Look through the material and copy each line holding "group".

### Material supplied
Start of Block
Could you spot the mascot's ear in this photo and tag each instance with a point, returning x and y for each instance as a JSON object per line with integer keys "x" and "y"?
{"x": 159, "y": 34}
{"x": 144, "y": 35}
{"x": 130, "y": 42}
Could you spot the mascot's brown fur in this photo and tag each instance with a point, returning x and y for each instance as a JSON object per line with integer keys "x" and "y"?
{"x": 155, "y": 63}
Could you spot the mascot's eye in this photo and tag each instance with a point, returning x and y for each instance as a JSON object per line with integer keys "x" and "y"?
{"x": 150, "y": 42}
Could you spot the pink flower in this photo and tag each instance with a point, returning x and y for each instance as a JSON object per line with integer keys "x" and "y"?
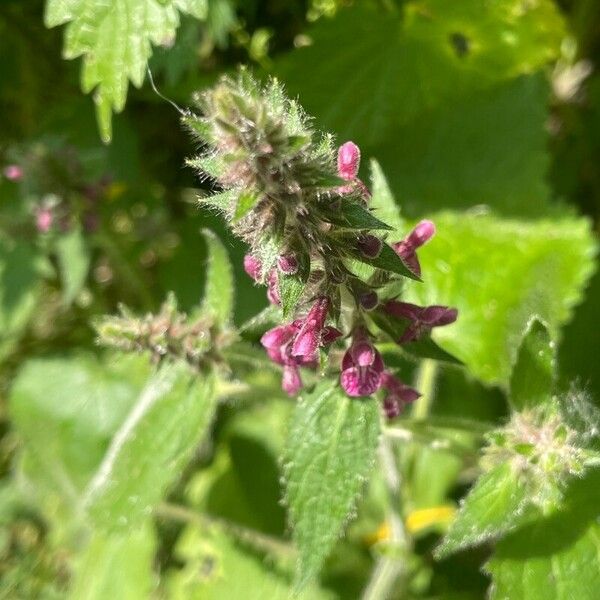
{"x": 309, "y": 336}
{"x": 398, "y": 394}
{"x": 291, "y": 383}
{"x": 421, "y": 319}
{"x": 253, "y": 267}
{"x": 348, "y": 163}
{"x": 406, "y": 249}
{"x": 13, "y": 172}
{"x": 362, "y": 366}
{"x": 43, "y": 219}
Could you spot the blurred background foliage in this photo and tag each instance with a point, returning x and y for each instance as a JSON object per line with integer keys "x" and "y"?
{"x": 491, "y": 110}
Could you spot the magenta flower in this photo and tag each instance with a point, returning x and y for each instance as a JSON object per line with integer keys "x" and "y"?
{"x": 253, "y": 267}
{"x": 309, "y": 336}
{"x": 406, "y": 249}
{"x": 398, "y": 394}
{"x": 43, "y": 219}
{"x": 13, "y": 172}
{"x": 348, "y": 163}
{"x": 421, "y": 318}
{"x": 288, "y": 264}
{"x": 362, "y": 366}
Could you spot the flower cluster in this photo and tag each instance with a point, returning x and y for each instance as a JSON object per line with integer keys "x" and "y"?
{"x": 305, "y": 214}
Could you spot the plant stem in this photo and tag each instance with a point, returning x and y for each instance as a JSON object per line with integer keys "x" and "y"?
{"x": 255, "y": 539}
{"x": 390, "y": 570}
{"x": 426, "y": 386}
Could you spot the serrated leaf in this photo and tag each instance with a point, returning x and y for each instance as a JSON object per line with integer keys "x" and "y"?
{"x": 152, "y": 445}
{"x": 115, "y": 40}
{"x": 219, "y": 289}
{"x": 116, "y": 566}
{"x": 291, "y": 288}
{"x": 425, "y": 347}
{"x": 532, "y": 377}
{"x": 555, "y": 557}
{"x": 330, "y": 450}
{"x": 387, "y": 260}
{"x": 426, "y": 85}
{"x": 65, "y": 411}
{"x": 235, "y": 571}
{"x": 352, "y": 215}
{"x": 74, "y": 262}
{"x": 497, "y": 273}
{"x": 491, "y": 509}
{"x": 382, "y": 200}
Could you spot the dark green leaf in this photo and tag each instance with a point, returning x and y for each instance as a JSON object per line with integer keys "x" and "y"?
{"x": 532, "y": 378}
{"x": 330, "y": 450}
{"x": 151, "y": 447}
{"x": 493, "y": 507}
{"x": 555, "y": 557}
{"x": 352, "y": 215}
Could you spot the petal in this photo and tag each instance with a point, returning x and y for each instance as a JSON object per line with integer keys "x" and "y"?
{"x": 277, "y": 337}
{"x": 360, "y": 381}
{"x": 291, "y": 383}
{"x": 348, "y": 160}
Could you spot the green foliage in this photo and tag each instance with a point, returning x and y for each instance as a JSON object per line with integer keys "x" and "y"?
{"x": 497, "y": 284}
{"x": 219, "y": 287}
{"x": 152, "y": 445}
{"x": 74, "y": 261}
{"x": 116, "y": 565}
{"x": 532, "y": 377}
{"x": 329, "y": 452}
{"x": 492, "y": 508}
{"x": 426, "y": 86}
{"x": 555, "y": 557}
{"x": 115, "y": 39}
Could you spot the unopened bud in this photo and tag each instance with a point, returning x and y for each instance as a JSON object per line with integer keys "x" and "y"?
{"x": 369, "y": 245}
{"x": 288, "y": 264}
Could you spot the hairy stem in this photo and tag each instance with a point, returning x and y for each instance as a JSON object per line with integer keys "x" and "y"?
{"x": 390, "y": 571}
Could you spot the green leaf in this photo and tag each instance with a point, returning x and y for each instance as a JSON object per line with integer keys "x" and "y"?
{"x": 218, "y": 568}
{"x": 388, "y": 260}
{"x": 382, "y": 202}
{"x": 291, "y": 288}
{"x": 409, "y": 92}
{"x": 555, "y": 557}
{"x": 352, "y": 215}
{"x": 532, "y": 378}
{"x": 246, "y": 202}
{"x": 219, "y": 289}
{"x": 152, "y": 445}
{"x": 115, "y": 40}
{"x": 116, "y": 566}
{"x": 74, "y": 262}
{"x": 19, "y": 288}
{"x": 492, "y": 508}
{"x": 65, "y": 411}
{"x": 330, "y": 450}
{"x": 498, "y": 273}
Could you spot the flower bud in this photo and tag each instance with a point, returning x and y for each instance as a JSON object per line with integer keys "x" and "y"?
{"x": 13, "y": 172}
{"x": 348, "y": 161}
{"x": 288, "y": 264}
{"x": 369, "y": 245}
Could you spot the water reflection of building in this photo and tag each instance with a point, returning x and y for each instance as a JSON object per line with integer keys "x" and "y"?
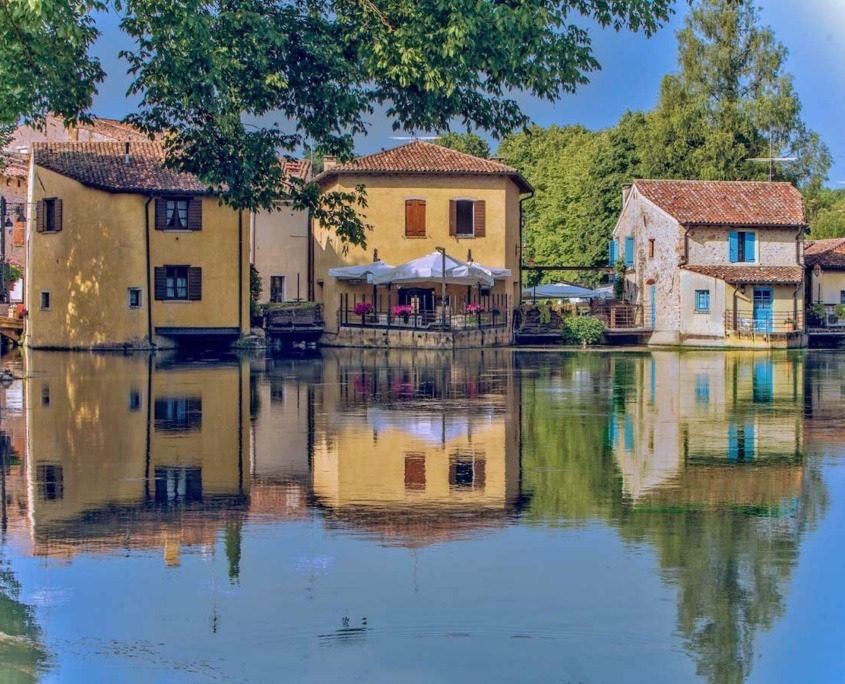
{"x": 698, "y": 427}
{"x": 415, "y": 448}
{"x": 133, "y": 451}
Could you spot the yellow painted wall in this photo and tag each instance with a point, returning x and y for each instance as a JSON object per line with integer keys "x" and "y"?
{"x": 100, "y": 253}
{"x": 386, "y": 197}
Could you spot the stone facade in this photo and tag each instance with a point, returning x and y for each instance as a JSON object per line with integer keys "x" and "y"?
{"x": 659, "y": 282}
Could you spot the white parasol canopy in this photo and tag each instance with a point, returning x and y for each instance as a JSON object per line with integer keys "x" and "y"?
{"x": 558, "y": 291}
{"x": 364, "y": 271}
{"x": 430, "y": 268}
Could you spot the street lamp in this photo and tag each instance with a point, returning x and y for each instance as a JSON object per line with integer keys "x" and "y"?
{"x": 442, "y": 251}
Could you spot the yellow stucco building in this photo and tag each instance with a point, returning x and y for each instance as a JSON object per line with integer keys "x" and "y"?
{"x": 122, "y": 252}
{"x": 421, "y": 197}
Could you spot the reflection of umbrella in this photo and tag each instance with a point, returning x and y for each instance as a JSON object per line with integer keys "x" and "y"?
{"x": 431, "y": 428}
{"x": 361, "y": 272}
{"x": 430, "y": 267}
{"x": 559, "y": 291}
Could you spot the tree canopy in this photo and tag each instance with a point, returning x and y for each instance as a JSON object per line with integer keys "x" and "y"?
{"x": 730, "y": 102}
{"x": 207, "y": 70}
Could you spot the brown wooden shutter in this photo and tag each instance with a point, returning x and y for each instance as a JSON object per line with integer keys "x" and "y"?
{"x": 160, "y": 283}
{"x": 479, "y": 222}
{"x": 57, "y": 215}
{"x": 40, "y": 216}
{"x": 195, "y": 283}
{"x": 195, "y": 213}
{"x": 161, "y": 214}
{"x": 414, "y": 218}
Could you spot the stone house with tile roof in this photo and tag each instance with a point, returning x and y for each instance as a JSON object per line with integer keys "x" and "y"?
{"x": 125, "y": 253}
{"x": 279, "y": 242}
{"x": 420, "y": 197}
{"x": 714, "y": 263}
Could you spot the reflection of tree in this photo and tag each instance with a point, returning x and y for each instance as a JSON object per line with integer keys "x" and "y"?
{"x": 21, "y": 653}
{"x": 730, "y": 560}
{"x": 567, "y": 464}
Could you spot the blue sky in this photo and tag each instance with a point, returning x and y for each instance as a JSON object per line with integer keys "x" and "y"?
{"x": 632, "y": 67}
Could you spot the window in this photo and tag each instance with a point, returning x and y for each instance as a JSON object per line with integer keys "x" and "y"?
{"x": 135, "y": 300}
{"x": 178, "y": 414}
{"x": 178, "y": 213}
{"x": 415, "y": 471}
{"x": 48, "y": 215}
{"x": 463, "y": 217}
{"x": 176, "y": 217}
{"x": 50, "y": 481}
{"x": 415, "y": 218}
{"x": 175, "y": 485}
{"x": 742, "y": 246}
{"x": 177, "y": 282}
{"x": 467, "y": 218}
{"x": 467, "y": 471}
{"x": 277, "y": 288}
{"x": 629, "y": 250}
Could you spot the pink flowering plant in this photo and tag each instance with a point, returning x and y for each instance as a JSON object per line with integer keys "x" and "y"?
{"x": 403, "y": 310}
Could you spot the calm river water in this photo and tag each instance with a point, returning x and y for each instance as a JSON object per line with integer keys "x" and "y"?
{"x": 495, "y": 517}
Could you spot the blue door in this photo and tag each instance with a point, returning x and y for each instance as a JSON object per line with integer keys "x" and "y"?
{"x": 763, "y": 309}
{"x": 652, "y": 296}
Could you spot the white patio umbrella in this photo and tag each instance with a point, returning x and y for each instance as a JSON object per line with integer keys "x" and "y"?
{"x": 559, "y": 291}
{"x": 430, "y": 268}
{"x": 361, "y": 272}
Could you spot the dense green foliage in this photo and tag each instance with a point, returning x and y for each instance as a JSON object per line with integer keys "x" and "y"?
{"x": 583, "y": 330}
{"x": 469, "y": 143}
{"x": 729, "y": 102}
{"x": 212, "y": 74}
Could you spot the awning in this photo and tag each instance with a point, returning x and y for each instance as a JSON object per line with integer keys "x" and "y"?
{"x": 752, "y": 275}
{"x": 430, "y": 268}
{"x": 361, "y": 272}
{"x": 558, "y": 291}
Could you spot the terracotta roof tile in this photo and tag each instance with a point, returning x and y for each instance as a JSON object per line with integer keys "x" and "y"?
{"x": 825, "y": 253}
{"x": 748, "y": 275}
{"x": 422, "y": 158}
{"x": 103, "y": 165}
{"x": 726, "y": 203}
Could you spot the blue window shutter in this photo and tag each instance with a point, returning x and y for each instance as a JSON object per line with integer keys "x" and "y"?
{"x": 749, "y": 246}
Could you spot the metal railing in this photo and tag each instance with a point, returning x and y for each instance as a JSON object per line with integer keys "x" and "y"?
{"x": 424, "y": 320}
{"x": 746, "y": 323}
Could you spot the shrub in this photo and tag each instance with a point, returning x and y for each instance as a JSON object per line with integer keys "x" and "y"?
{"x": 582, "y": 330}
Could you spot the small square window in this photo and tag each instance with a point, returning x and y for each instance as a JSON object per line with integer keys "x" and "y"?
{"x": 135, "y": 299}
{"x": 177, "y": 214}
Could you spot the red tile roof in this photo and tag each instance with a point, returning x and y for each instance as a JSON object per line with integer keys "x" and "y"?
{"x": 749, "y": 275}
{"x": 103, "y": 165}
{"x": 726, "y": 203}
{"x": 422, "y": 158}
{"x": 828, "y": 254}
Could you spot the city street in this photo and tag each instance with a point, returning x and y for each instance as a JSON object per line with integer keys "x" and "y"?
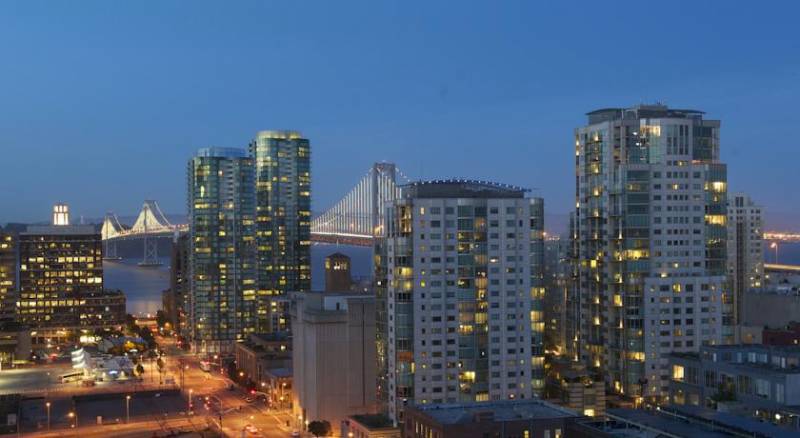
{"x": 154, "y": 408}
{"x": 237, "y": 413}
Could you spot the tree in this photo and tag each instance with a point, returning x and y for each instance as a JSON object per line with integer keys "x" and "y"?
{"x": 725, "y": 392}
{"x": 319, "y": 428}
{"x": 161, "y": 318}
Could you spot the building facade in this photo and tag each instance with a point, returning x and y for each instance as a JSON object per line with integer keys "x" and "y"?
{"x": 745, "y": 250}
{"x": 753, "y": 380}
{"x": 507, "y": 418}
{"x": 176, "y": 298}
{"x": 222, "y": 264}
{"x": 651, "y": 232}
{"x": 460, "y": 287}
{"x": 333, "y": 355}
{"x": 283, "y": 221}
{"x": 61, "y": 292}
{"x": 337, "y": 273}
{"x": 8, "y": 275}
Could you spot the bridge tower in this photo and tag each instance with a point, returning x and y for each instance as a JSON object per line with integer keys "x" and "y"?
{"x": 111, "y": 228}
{"x": 384, "y": 189}
{"x": 149, "y": 222}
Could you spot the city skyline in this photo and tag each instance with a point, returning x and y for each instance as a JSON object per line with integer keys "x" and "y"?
{"x": 392, "y": 96}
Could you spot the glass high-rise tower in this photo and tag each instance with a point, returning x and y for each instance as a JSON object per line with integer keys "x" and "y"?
{"x": 222, "y": 260}
{"x": 650, "y": 243}
{"x": 459, "y": 286}
{"x": 283, "y": 222}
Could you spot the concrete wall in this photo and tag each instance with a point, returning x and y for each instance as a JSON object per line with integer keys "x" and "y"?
{"x": 769, "y": 309}
{"x": 334, "y": 359}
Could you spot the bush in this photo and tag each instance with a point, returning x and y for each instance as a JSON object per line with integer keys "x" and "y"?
{"x": 319, "y": 428}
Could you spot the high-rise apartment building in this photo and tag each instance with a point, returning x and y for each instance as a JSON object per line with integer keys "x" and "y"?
{"x": 176, "y": 298}
{"x": 8, "y": 274}
{"x": 459, "y": 287}
{"x": 650, "y": 230}
{"x": 283, "y": 222}
{"x": 745, "y": 248}
{"x": 61, "y": 282}
{"x": 222, "y": 264}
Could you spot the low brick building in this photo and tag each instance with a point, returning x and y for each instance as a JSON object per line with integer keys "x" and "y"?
{"x": 529, "y": 418}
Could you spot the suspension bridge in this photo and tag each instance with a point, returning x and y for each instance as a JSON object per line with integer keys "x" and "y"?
{"x": 355, "y": 220}
{"x": 360, "y": 215}
{"x": 150, "y": 225}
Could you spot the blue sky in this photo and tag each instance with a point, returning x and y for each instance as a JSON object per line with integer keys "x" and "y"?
{"x": 103, "y": 102}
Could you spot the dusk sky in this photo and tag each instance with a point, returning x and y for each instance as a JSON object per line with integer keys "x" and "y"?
{"x": 103, "y": 103}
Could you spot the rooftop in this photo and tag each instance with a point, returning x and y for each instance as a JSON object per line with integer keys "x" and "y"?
{"x": 462, "y": 188}
{"x": 622, "y": 419}
{"x": 216, "y": 152}
{"x": 373, "y": 421}
{"x": 280, "y": 134}
{"x": 642, "y": 111}
{"x": 60, "y": 230}
{"x": 504, "y": 410}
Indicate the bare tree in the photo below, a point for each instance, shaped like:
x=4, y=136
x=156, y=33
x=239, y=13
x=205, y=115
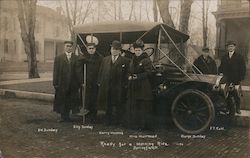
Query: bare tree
x=27, y=19
x=163, y=6
x=155, y=11
x=204, y=23
x=184, y=16
x=131, y=10
x=75, y=13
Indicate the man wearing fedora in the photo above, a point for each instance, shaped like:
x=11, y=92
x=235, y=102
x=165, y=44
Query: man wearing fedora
x=66, y=83
x=233, y=68
x=205, y=63
x=112, y=82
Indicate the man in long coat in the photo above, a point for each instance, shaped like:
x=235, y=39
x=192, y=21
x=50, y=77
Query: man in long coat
x=113, y=84
x=93, y=60
x=66, y=83
x=233, y=68
x=205, y=63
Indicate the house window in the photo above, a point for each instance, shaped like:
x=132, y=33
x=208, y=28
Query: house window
x=6, y=46
x=37, y=47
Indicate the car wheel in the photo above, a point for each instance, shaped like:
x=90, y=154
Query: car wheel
x=192, y=111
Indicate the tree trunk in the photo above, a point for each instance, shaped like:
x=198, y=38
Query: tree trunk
x=27, y=19
x=155, y=11
x=163, y=6
x=184, y=16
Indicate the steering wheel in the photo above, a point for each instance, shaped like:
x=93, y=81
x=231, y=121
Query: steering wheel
x=150, y=51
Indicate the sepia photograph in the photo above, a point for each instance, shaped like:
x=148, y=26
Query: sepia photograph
x=124, y=78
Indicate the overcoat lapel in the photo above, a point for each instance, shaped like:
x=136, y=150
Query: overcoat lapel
x=117, y=61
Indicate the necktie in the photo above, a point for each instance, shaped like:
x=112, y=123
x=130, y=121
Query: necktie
x=230, y=54
x=113, y=58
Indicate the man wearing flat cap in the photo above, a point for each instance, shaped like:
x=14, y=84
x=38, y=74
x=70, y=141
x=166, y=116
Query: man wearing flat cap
x=205, y=63
x=66, y=84
x=233, y=68
x=112, y=82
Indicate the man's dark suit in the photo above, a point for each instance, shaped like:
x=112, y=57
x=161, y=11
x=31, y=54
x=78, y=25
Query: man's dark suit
x=233, y=69
x=112, y=80
x=67, y=85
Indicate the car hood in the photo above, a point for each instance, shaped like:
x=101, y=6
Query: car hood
x=212, y=79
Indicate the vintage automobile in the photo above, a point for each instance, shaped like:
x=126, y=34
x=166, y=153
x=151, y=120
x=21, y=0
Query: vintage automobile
x=192, y=101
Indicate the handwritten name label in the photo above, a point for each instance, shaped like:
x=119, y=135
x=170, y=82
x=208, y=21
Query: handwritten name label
x=199, y=136
x=79, y=127
x=136, y=146
x=143, y=136
x=111, y=133
x=215, y=128
x=52, y=130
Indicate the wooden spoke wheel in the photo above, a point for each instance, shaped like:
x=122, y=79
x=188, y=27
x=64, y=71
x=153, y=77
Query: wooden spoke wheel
x=192, y=111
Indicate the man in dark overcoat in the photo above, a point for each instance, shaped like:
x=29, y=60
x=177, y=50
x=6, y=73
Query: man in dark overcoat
x=113, y=84
x=233, y=68
x=93, y=60
x=66, y=83
x=205, y=63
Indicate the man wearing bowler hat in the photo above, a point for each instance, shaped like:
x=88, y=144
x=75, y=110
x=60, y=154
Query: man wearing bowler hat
x=66, y=83
x=93, y=61
x=205, y=63
x=233, y=68
x=112, y=82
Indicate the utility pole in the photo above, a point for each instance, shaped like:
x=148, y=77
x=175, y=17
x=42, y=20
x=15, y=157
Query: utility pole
x=204, y=23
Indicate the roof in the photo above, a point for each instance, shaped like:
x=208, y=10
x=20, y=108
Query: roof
x=129, y=31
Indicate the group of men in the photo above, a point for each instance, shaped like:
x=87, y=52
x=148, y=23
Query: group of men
End of Block
### Answer area
Indicate the group of men in the photo above, a point for each instance, shaped like:
Query: group of men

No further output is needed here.